* [EXERCISE DESCRIPTION]: Starting at the line that contains "of the yellow" and ending at the end of the records, write out those lines again, requests included. Scale every coordinate in the answers by 0.4 and round to whole numbers with halves rounded up, but leave the numbers in the requests and their format samples unchanged.

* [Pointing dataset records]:
════════════════

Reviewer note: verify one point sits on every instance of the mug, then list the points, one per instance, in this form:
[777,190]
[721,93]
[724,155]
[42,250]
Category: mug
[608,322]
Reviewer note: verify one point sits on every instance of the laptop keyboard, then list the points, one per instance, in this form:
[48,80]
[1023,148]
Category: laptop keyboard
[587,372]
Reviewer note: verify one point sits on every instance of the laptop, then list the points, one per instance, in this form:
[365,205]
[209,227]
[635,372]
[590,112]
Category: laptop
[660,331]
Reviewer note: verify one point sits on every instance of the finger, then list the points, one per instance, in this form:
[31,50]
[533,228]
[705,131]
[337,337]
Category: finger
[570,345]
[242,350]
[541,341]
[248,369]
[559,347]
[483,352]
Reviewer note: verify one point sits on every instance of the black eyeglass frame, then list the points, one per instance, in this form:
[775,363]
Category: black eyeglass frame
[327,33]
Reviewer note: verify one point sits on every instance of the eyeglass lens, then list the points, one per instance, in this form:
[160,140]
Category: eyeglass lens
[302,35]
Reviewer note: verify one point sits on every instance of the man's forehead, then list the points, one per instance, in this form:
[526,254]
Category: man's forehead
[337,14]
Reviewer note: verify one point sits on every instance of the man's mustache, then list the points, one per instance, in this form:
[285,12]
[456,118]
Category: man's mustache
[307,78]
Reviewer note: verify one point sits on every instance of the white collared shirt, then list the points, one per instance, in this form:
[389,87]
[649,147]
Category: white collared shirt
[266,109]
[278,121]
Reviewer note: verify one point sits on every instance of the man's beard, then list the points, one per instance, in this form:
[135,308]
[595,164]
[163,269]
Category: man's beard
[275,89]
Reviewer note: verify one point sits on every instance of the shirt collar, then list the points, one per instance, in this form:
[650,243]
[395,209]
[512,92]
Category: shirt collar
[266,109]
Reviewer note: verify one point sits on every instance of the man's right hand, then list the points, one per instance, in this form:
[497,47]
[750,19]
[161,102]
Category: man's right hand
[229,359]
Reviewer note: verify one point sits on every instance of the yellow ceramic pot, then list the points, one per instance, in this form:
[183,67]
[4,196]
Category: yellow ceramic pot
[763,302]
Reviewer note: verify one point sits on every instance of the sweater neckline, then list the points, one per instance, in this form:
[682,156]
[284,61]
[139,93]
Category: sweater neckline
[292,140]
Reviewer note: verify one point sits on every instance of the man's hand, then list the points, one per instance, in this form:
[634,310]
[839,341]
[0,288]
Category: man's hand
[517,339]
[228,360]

════════════════

* [SOLUTION TO THE EXERCISE]:
Reviewer note: verify one point sits on every instance of the yellow ceramic pot, then list the points, one per instance, in this form:
[183,67]
[4,196]
Category: yellow ceramic pot
[305,121]
Reviewer note: verify one point sits on every instance of the sweater neckline, then list the points, one per instance, in this form:
[682,156]
[284,61]
[139,93]
Category: sweater neckline
[117,56]
Reviewer note: verify one point sits on every instance of the man's hand, then list the points, one per instance, in this form:
[634,310]
[839,341]
[0,288]
Category: man's hand
[207,136]
[91,144]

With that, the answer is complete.